Документ
"""

Все это вполне закономерно. В переизбытке литературы на любую тему особенно ценным и оказывается человеческий голос, сам «тембр» которого говорит о времени и человеке больше, чем тома изложений и исследований. Неслучайно расцвет исследований так называемой исторической памяти, то есть не фактов истории, а того, как эти факты откладываются в человеческом сознании, пришелся на 1990-е годы XX века, когда распад империи лишил ее жителей готовых «официальных» форм памяти о прошлом, оставив их наедине с памятью частной, полной боли, страхов и обид, но также радостей и надежд.

"""

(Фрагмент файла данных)
"""

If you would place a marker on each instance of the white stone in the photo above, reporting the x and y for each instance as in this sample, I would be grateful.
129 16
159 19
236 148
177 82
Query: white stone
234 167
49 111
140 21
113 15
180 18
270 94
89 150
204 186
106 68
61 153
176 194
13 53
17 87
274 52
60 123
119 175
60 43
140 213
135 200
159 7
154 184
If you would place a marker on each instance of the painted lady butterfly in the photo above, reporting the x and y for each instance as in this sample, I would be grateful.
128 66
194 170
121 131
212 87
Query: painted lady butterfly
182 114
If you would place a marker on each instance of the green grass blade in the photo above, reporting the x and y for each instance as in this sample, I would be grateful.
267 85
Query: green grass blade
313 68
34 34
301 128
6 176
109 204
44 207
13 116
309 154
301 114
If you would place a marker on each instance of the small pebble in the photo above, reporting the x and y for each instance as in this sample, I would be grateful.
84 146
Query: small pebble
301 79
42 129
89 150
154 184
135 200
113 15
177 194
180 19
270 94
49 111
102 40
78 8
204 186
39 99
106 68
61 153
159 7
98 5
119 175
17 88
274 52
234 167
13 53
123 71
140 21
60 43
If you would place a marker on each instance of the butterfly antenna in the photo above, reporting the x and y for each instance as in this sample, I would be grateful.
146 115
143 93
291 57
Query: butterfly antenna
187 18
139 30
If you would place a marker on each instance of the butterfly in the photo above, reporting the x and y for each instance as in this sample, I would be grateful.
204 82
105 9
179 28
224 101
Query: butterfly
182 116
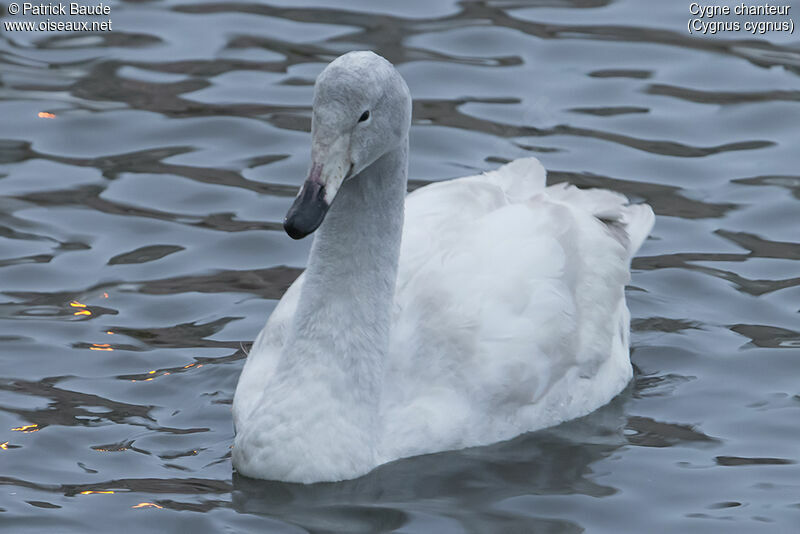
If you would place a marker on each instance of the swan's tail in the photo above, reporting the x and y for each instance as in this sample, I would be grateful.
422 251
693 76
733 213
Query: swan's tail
519 179
630 224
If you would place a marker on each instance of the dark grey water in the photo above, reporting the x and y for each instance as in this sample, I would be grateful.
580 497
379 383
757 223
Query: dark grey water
141 249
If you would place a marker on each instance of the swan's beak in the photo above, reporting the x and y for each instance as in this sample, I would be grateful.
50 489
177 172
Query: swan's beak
317 194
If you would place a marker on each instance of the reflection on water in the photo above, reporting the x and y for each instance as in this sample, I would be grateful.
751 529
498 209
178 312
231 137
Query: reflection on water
144 174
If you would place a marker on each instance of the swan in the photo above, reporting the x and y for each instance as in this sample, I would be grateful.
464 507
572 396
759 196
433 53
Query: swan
495 309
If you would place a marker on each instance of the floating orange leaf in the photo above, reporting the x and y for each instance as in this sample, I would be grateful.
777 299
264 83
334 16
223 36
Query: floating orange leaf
27 428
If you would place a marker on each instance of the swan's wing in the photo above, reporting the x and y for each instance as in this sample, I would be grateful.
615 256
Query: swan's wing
264 354
509 295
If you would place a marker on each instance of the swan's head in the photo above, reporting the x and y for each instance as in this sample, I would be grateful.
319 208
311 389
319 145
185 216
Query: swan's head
362 110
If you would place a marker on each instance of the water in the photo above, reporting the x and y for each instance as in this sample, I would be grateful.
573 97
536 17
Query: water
141 250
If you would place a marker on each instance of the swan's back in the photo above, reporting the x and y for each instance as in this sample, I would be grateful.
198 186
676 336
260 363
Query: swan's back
510 308
510 312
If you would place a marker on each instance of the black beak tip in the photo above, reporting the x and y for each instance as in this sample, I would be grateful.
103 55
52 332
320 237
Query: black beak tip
307 212
294 231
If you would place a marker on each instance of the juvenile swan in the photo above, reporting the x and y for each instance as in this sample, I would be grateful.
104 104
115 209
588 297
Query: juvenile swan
496 309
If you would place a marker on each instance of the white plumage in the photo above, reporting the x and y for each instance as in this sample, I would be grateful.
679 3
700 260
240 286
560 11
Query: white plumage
507 315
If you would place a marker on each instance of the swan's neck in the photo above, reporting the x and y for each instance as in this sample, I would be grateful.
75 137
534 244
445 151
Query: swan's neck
343 318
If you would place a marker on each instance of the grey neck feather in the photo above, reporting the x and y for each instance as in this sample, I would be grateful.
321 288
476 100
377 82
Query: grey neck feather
343 317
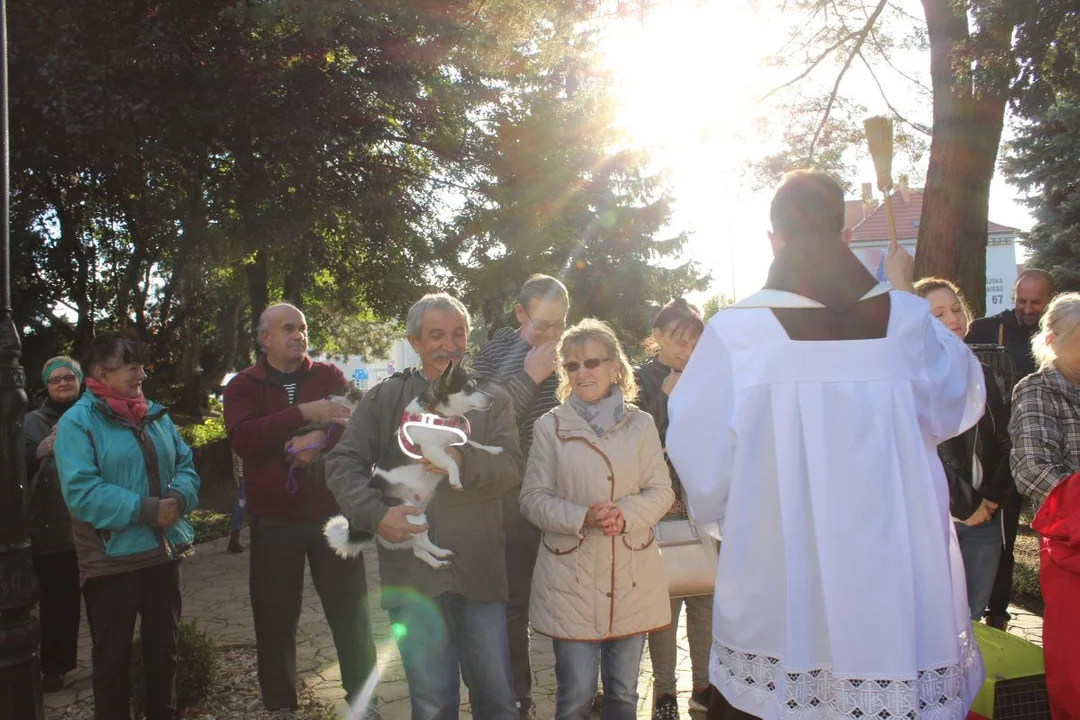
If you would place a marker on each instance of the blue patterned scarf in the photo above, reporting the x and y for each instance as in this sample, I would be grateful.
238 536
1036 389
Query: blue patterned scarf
603 415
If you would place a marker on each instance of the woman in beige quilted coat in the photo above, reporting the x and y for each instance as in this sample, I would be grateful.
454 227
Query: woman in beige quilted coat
595 485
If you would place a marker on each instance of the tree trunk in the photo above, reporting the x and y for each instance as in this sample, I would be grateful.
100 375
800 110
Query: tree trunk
79 286
967 131
258 286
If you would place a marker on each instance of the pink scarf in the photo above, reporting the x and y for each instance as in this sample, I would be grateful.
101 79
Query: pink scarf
131 409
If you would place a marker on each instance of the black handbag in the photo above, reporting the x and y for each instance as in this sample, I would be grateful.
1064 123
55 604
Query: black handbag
963 499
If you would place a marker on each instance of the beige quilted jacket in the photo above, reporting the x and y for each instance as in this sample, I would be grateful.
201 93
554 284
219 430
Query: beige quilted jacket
588 586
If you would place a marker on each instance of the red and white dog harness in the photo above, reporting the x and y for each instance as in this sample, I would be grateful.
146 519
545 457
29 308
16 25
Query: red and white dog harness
412 421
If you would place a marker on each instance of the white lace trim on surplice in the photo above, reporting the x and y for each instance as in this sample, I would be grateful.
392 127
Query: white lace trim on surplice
937 693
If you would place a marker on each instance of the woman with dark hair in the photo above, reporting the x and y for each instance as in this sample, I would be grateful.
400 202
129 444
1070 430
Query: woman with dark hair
54 558
675 334
130 481
975 462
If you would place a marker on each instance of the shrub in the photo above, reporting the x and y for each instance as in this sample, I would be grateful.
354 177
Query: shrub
197 673
212 429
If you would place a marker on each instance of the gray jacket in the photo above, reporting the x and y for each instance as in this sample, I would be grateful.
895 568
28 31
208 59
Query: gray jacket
468 522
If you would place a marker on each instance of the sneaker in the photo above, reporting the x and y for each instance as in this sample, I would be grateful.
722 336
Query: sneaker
52 682
526 709
699 700
665 708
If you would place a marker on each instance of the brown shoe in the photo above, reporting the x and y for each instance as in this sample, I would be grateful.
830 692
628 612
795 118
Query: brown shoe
234 545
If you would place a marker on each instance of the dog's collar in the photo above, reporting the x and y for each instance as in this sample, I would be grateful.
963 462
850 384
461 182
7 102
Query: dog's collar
457 424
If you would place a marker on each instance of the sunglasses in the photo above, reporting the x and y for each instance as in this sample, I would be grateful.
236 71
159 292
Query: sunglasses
591 364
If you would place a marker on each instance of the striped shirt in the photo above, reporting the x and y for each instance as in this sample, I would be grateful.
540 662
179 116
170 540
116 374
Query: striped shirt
502 361
288 381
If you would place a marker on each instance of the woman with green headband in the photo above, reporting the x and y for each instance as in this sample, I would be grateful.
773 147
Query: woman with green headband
54 556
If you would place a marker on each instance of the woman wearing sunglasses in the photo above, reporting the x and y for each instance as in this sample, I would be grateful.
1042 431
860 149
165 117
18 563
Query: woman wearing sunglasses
595 484
54 558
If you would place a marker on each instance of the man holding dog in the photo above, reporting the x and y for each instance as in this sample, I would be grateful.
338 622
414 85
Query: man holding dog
280 422
523 361
449 624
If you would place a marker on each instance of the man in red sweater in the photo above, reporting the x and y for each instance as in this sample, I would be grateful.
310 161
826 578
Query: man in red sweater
281 422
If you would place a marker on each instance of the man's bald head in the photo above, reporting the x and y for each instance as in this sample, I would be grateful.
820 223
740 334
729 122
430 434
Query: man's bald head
283 335
1035 289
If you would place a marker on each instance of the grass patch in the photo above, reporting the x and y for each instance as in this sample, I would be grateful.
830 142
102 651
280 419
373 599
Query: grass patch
208 525
1026 591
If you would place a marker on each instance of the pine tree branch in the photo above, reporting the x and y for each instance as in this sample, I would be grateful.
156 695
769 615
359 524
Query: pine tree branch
860 39
914 125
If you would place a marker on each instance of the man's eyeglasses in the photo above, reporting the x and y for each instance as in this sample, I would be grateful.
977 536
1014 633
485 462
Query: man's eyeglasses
590 363
545 327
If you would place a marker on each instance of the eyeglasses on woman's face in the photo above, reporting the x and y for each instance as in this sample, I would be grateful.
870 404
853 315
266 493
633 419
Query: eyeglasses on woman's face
590 363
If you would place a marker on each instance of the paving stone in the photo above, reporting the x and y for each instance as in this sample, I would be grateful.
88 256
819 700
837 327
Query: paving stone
216 597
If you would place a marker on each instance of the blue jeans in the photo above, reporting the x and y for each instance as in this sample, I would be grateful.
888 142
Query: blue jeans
449 637
981 547
619 663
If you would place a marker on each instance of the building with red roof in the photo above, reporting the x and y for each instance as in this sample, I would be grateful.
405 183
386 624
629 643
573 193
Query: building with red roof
869 241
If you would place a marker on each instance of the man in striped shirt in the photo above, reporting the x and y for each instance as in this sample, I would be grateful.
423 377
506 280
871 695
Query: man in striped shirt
523 361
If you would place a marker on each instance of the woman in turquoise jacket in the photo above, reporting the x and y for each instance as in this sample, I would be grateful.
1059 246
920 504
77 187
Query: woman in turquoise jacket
129 481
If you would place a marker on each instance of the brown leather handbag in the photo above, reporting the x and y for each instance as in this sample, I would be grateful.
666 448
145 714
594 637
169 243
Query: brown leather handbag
689 557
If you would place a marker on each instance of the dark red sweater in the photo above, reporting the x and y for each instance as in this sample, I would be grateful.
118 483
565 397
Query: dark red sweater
259 421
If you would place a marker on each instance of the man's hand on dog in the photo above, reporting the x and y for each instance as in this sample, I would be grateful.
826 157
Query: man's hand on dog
395 527
325 412
540 362
305 458
432 467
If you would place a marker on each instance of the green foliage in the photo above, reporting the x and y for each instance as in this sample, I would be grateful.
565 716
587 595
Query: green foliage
555 192
197 673
1044 163
212 429
714 304
219 157
208 525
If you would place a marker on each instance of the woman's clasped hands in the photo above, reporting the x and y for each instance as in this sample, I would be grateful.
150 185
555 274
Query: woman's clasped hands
607 517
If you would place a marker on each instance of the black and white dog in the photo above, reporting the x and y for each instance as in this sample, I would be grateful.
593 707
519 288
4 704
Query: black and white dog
431 423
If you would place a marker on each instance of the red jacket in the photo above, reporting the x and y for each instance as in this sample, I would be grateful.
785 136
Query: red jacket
259 421
1057 522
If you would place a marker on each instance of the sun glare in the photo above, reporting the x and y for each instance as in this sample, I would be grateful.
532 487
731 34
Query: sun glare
687 79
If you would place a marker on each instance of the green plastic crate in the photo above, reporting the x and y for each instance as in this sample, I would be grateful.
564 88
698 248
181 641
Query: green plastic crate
1015 687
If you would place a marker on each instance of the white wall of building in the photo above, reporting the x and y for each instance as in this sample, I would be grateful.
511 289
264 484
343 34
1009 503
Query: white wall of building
365 375
1000 267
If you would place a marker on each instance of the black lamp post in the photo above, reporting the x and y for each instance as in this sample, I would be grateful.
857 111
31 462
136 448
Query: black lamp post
19 630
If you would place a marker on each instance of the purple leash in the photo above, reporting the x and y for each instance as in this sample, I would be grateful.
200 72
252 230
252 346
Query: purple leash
291 485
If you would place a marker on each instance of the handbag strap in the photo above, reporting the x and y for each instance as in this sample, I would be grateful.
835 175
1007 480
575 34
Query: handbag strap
770 298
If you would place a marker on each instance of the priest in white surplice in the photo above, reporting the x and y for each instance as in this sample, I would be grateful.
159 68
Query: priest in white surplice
806 423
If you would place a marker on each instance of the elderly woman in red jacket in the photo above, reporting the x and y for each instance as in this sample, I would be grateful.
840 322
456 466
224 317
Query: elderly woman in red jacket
1045 457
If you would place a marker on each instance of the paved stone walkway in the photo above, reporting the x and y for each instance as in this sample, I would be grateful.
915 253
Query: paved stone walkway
216 598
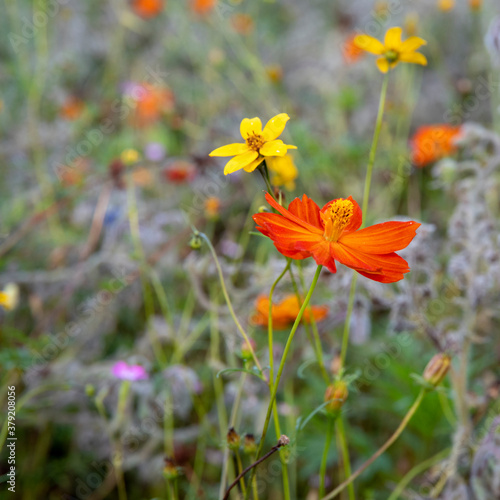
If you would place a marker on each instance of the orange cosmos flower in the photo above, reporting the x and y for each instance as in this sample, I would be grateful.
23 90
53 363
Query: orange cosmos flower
202 7
332 233
433 142
350 51
258 144
147 8
285 312
72 108
151 102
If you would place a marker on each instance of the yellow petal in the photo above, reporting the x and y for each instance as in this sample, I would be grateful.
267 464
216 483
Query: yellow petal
382 64
230 150
240 161
392 39
274 127
413 43
254 164
370 44
274 148
250 126
413 57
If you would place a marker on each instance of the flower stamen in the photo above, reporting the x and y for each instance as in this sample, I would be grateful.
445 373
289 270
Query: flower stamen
336 218
255 142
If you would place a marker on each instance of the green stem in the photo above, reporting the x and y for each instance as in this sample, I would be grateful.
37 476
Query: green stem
283 359
366 197
382 449
345 454
415 471
229 304
328 442
316 342
270 324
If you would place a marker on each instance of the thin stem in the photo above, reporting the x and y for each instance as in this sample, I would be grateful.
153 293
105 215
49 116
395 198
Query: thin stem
270 323
283 359
366 197
415 471
276 447
344 450
240 470
373 149
316 342
382 449
229 304
328 442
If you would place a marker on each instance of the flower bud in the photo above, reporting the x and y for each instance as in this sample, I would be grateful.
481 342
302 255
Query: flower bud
336 395
246 353
249 444
233 439
170 471
437 368
195 242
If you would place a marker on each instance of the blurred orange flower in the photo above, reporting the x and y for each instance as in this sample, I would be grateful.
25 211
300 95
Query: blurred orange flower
202 7
350 51
212 207
151 102
433 142
285 312
333 233
147 8
180 171
72 108
242 23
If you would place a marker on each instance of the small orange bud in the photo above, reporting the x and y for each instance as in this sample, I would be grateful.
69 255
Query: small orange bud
336 395
249 444
437 368
233 439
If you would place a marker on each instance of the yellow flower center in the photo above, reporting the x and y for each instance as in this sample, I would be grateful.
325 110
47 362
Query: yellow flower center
255 142
391 56
336 218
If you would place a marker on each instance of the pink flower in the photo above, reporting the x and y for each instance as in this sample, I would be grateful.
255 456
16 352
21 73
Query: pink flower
124 371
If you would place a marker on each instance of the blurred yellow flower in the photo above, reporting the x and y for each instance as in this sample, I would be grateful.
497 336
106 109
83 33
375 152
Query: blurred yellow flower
259 144
393 50
129 156
284 172
9 297
446 5
212 207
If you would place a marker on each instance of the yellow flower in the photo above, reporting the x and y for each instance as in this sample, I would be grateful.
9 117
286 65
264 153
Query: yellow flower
9 297
258 145
393 50
284 171
446 5
129 156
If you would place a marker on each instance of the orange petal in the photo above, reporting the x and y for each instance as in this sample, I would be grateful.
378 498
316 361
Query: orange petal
323 256
290 216
374 266
306 210
289 238
381 238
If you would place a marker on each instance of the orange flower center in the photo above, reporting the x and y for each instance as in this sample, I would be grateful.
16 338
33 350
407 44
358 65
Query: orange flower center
255 142
336 218
391 56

"""

Задания к упражнению
1: Перечислите все чувства, которыми, согласно отрывку об исторической памяти, полна частная память.
2: Умножьте на 0,3 координаты в записях: начните со строки, где есть «the orange petal», и закончите последней строкой записей. Перепишите все эти строки подряд. Каждую координату в ответах после строк Query умножьте и округлите до целого, половины округляйте вверх. Числа в образцах и остальной текст не меняйте.

Ответы
1: Боль, страхи, обиды, радости и надежды.

2:
If you would place a marker on each instance of the orange petal in the photo above, reporting the x and y for each instance as in this sample, I would be grateful.
378 498
316 361
Query: orange petal
97 77
87 65
112 80
92 63
87 71
114 71
If you would place a marker on each instance of the orange flower center in the photo above, reporting the x and y for each instance as in this sample, I would be grateful.
16 338
33 350
407 44
358 65
Query: orange flower center
77 43
101 65
117 17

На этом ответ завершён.